WORK REQUIRED :: Set down exactly the lines below between the line holding "If you could tag the blue sky" and the line holding "If you could tag the ladder", inclusive; no other line belongs in the answer.

(Point localization data)
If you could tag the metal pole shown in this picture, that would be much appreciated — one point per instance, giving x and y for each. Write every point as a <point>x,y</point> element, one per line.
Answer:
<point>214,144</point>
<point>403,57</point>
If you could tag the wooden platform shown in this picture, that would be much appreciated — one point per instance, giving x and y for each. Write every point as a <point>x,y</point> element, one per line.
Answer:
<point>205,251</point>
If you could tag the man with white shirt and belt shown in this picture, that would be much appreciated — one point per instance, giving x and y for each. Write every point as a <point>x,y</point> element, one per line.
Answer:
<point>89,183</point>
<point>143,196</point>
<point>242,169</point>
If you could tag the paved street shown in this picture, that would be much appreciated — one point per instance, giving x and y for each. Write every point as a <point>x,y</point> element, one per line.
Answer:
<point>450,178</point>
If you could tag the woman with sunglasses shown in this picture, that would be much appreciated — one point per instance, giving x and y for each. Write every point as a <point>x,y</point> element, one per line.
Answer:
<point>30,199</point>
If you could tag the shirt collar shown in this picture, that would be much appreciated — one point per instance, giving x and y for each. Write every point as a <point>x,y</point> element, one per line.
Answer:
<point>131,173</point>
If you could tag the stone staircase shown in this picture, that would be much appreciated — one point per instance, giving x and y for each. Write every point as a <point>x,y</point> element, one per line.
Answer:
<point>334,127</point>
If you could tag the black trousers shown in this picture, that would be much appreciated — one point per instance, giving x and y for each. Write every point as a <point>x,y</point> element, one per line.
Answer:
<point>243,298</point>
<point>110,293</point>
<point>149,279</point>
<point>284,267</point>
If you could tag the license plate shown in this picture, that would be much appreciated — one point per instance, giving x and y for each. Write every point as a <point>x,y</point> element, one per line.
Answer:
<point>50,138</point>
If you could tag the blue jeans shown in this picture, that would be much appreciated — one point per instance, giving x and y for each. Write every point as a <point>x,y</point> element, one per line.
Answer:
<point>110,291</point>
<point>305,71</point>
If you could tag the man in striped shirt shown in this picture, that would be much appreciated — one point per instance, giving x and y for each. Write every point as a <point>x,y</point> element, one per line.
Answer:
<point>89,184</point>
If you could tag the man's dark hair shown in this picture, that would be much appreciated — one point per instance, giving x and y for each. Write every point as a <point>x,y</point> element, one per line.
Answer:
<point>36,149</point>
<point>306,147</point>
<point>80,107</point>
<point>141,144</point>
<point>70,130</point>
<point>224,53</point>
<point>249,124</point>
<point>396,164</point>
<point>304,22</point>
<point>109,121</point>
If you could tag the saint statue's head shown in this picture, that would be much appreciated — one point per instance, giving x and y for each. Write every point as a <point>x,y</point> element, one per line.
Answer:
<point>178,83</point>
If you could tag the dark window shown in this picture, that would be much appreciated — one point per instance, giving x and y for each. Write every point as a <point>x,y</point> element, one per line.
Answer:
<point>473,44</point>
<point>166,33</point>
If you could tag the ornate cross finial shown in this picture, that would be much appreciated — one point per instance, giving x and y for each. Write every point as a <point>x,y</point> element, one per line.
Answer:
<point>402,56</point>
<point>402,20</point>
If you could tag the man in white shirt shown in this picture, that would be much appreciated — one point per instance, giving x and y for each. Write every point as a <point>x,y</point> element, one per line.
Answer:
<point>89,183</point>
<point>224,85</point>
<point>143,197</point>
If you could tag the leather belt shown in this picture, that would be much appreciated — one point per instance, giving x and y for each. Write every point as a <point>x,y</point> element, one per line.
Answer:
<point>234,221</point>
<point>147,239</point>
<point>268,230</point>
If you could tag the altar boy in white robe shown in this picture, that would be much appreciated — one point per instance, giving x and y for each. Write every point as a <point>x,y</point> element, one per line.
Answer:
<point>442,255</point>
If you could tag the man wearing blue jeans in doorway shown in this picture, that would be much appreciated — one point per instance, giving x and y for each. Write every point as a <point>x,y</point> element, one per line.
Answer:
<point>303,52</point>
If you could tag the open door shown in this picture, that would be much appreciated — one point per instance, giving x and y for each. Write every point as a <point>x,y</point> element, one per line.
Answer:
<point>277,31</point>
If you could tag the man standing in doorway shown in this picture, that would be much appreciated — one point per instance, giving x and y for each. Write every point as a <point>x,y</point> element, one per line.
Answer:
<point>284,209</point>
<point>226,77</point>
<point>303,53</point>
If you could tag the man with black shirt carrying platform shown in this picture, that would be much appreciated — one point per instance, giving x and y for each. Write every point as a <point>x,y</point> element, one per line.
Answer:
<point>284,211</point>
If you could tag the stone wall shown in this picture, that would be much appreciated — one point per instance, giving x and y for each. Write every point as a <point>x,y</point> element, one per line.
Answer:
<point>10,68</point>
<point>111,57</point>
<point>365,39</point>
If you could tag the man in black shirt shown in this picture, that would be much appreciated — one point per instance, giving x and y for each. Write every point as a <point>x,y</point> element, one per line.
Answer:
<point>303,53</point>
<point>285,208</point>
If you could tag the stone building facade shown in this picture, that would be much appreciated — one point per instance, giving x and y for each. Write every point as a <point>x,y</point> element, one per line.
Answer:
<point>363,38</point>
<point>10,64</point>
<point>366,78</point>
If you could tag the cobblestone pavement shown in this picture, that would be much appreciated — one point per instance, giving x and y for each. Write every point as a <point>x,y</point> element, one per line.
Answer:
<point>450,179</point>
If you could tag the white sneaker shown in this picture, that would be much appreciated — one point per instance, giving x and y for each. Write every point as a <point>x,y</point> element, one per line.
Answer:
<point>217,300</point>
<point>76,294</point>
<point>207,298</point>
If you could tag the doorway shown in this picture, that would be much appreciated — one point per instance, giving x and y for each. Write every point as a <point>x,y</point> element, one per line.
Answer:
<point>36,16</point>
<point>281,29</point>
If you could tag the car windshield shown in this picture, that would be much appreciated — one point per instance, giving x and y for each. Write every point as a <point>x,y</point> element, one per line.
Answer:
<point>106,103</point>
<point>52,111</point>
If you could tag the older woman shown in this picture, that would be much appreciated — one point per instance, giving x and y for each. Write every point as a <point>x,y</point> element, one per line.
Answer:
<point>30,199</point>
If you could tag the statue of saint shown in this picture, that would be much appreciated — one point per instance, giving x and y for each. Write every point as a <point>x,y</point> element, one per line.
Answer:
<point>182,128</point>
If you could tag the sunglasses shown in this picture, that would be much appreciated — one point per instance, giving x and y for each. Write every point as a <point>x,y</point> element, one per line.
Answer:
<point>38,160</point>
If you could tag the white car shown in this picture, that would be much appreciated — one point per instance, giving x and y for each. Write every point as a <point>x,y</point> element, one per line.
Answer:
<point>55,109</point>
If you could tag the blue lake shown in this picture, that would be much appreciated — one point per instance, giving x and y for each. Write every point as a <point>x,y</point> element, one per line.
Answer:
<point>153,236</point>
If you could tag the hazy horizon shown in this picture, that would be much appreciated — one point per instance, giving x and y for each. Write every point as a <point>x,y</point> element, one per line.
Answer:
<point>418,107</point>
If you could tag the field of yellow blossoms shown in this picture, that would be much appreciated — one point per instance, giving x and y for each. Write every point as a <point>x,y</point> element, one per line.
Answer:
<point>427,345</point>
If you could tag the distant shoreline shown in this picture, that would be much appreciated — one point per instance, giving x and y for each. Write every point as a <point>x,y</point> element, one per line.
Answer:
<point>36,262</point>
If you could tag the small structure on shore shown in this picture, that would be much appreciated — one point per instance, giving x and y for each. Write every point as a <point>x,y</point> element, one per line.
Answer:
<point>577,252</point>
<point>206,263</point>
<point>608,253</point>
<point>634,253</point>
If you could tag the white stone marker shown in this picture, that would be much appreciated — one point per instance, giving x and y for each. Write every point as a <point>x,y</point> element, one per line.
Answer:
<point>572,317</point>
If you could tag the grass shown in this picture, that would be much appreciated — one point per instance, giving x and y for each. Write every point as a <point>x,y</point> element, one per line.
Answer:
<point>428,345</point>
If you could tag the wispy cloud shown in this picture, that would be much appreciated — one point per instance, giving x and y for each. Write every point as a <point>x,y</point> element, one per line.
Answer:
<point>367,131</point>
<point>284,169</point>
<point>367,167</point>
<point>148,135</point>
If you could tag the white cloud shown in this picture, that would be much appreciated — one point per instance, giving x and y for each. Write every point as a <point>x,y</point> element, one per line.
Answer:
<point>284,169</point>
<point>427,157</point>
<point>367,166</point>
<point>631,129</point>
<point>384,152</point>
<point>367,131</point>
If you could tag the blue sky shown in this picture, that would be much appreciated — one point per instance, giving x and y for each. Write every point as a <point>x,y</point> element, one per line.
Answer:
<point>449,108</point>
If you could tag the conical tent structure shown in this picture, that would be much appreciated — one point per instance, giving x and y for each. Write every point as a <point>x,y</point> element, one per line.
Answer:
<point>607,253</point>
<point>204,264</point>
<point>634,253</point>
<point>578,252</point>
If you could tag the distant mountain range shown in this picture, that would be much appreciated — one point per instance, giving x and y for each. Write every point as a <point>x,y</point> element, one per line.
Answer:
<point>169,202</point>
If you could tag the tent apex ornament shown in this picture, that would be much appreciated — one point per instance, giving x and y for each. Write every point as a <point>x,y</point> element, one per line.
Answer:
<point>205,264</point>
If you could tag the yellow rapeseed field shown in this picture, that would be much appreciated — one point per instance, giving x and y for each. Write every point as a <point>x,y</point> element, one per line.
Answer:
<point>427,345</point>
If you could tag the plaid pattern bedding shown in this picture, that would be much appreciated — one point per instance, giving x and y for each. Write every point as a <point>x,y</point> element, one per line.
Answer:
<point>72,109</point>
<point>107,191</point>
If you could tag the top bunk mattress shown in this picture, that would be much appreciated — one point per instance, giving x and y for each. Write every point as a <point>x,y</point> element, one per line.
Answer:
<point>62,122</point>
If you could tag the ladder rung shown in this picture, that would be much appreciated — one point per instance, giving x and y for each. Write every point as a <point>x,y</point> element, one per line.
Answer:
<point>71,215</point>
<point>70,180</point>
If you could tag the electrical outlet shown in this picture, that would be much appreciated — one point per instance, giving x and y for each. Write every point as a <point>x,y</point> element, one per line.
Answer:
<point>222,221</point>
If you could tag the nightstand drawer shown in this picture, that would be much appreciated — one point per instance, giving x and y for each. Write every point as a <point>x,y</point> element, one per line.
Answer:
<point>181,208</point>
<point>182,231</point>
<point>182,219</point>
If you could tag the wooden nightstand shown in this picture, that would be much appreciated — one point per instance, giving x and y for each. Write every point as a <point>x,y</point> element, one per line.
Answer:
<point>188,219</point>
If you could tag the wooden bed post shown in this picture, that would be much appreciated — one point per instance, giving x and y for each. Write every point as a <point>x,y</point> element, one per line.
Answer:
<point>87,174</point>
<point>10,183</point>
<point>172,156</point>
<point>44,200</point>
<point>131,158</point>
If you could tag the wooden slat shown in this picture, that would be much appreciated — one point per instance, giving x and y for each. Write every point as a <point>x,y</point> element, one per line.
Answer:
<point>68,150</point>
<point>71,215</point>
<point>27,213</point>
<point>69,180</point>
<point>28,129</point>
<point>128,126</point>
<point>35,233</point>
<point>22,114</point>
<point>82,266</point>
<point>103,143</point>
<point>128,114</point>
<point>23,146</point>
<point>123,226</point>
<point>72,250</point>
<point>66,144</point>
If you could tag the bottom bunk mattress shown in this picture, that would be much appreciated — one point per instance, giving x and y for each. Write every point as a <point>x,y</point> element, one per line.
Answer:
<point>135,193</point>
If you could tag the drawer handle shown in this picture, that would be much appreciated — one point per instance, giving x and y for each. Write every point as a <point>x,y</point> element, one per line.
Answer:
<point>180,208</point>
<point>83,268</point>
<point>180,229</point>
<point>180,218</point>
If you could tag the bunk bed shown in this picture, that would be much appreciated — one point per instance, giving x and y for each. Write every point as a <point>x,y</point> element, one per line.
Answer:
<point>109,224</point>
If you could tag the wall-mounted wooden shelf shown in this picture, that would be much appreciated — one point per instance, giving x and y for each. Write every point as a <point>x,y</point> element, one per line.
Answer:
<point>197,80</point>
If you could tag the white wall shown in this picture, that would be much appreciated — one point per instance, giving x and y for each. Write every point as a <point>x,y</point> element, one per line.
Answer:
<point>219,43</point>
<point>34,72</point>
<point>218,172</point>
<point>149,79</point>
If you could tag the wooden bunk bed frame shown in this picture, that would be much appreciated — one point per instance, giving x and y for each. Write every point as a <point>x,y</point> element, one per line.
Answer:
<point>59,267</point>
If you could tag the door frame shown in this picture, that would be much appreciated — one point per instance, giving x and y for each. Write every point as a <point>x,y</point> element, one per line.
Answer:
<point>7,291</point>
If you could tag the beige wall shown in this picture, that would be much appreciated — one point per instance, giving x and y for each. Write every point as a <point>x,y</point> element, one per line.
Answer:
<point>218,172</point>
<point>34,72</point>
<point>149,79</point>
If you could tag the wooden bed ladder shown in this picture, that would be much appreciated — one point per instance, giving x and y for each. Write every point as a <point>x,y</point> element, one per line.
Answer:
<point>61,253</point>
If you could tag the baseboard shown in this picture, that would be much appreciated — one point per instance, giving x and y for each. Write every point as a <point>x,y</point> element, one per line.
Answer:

EXERCISE ANSWER ::
If you could tag the blue sky shown in this picture, that would be much appreciated — one point per instance, giving x and y for each. Write every point as a <point>x,y</point> element, one per line.
Answer:
<point>449,108</point>
If you could tag the conical tent structure shown in this picture, that would be much appreciated — one point per instance, giving x and y for each. Write every point as a <point>x,y</point> element, one per line.
Answer:
<point>607,253</point>
<point>204,264</point>
<point>634,253</point>
<point>578,252</point>
If you could tag the distant mountain range shown in this picture, that would be much appreciated — one point per instance, giving x and y for each. Write every point as a <point>x,y</point> element, one per line.
Answer:
<point>169,202</point>
If you could tag the tent apex ornament shown in this picture, that would be much appreciated — one point per instance, giving x and y for each. Write every point as a <point>x,y</point> element, one per line.
Answer:
<point>205,264</point>
If you could tag the yellow rapeseed field shown in this picture, that would be much appreciated — one point per instance, giving x and y for each. Write every point as a <point>x,y</point> element, one per line.
Answer:
<point>427,345</point>
If you could tag the plaid pattern bedding shown in this picture, that would be much appreciated — one point per instance, giving x and y for each. Write every point as a <point>x,y</point> element, one per line.
Answer:
<point>72,109</point>
<point>107,191</point>
If you could tag the top bunk mattress shown in this picture, that would be much appreciated — one point per instance, giving x and y for each. Write every point as a <point>x,y</point> element, one per line.
Answer:
<point>62,122</point>
If you could tag the ladder rung shown in this picture, that would be much appreciated — one point per instance, giving x and y for each. Write every point as a <point>x,y</point> element, one per line.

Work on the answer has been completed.